--- RECORDS FOR THE TASK ---
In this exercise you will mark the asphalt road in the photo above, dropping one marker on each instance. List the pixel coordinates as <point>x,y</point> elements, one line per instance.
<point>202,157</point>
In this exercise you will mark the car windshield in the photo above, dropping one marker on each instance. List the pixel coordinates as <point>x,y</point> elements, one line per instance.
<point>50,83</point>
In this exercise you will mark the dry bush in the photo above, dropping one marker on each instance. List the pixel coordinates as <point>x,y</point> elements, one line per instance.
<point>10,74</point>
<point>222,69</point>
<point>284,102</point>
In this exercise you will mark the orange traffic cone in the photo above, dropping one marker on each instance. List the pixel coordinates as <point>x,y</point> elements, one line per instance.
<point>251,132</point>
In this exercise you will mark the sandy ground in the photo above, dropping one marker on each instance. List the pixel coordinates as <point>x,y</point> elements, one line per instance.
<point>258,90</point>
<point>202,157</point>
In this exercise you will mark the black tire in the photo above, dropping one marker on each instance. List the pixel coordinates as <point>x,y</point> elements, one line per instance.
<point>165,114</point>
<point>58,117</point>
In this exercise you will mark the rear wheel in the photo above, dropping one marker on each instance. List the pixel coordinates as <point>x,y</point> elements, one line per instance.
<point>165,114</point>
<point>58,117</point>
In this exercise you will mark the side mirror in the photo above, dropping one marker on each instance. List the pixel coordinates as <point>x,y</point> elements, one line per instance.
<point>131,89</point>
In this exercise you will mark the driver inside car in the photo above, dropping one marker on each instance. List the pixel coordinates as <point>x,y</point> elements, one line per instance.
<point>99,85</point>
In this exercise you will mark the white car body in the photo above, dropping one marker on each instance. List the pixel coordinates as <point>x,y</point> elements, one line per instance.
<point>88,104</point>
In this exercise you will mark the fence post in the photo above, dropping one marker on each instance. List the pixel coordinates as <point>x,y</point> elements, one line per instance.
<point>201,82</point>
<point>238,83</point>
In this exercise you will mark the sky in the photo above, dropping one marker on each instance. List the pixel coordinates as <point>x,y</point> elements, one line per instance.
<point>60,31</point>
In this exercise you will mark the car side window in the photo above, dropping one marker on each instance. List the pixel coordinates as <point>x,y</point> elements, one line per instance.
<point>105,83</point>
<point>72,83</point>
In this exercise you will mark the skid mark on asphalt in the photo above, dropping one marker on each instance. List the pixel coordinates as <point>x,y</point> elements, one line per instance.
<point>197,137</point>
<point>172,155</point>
---
WORK INSTRUCTION -> Nothing in the records may change; write them out again in full.

WRITTEN ANSWER ->
In this exercise you will mark the asphalt road in the photo above, dropping one marker on each instance. List the pixel coordinates as <point>x,y</point> elements, one line per instance.
<point>202,157</point>
In this exercise you will mark the car windshield in the photo above, dropping one marker on each instance. List the pixel coordinates as <point>x,y</point> elements, one line per instance.
<point>50,83</point>
In this exercise you will mark the dry bush in the photo above, dropping one marker on each instance. List the pixel coordinates as <point>x,y</point> elements, one line per instance.
<point>10,74</point>
<point>222,69</point>
<point>284,102</point>
In this exercise you will mark the orange traffic cone in the photo above, dropping one marker on each instance. List the pixel coordinates as <point>x,y</point> elements, one line per instance.
<point>251,132</point>
In this exercise you will mark the sandy ground in the photo above, dropping one marker on each instance. List the pixel coordinates as <point>x,y</point> elements, one line per instance.
<point>258,90</point>
<point>202,157</point>
In this exercise you will mark the black tire in the photo above, dropping one marker on each instance. List the pixel coordinates as <point>x,y</point> elements, one line per instance.
<point>165,114</point>
<point>58,117</point>
In this exercise you will mark the rear wheel in the photo above, dropping one marker on each instance. List the pixel coordinates as <point>x,y</point> elements, one line per instance.
<point>165,114</point>
<point>58,117</point>
In this exercise you will mark the side mirror in the photo above, dropping one marker on each instance. List the pixel coordinates as <point>x,y</point> elements, one line per instance.
<point>131,89</point>
In this exercise you will mark the driver inside car in the photo above, dropping one marker on each instance. List the pixel coordinates as <point>x,y</point> elements, one line per instance.
<point>99,85</point>
In this exercise you will mark the white car body in the photo above, dropping one marker on each instance. List the pixel coordinates as <point>x,y</point> elements, one line per instance.
<point>88,104</point>
In this exercise you will mark the fence post in the photo above, dropping one marker on each instance. List the pixel coordinates as <point>x,y</point> elements, one line per instance.
<point>201,82</point>
<point>238,83</point>
In this exercise you will mark the sky in the photo above, dropping one marker on each instance. List the pixel coordinates as <point>x,y</point> elements, one line per instance.
<point>60,31</point>
In this exercise you will mark the car side window in the photo above, dropping one marker on each instance. List the pixel coordinates as <point>x,y</point> elements, one line per instance.
<point>105,83</point>
<point>72,83</point>
In this exercise you will mark the skid mark on asphalt in the photo above, dropping one marker on each instance. List the pixel coordinates as <point>x,y</point> elements, one line per instance.
<point>197,137</point>
<point>172,155</point>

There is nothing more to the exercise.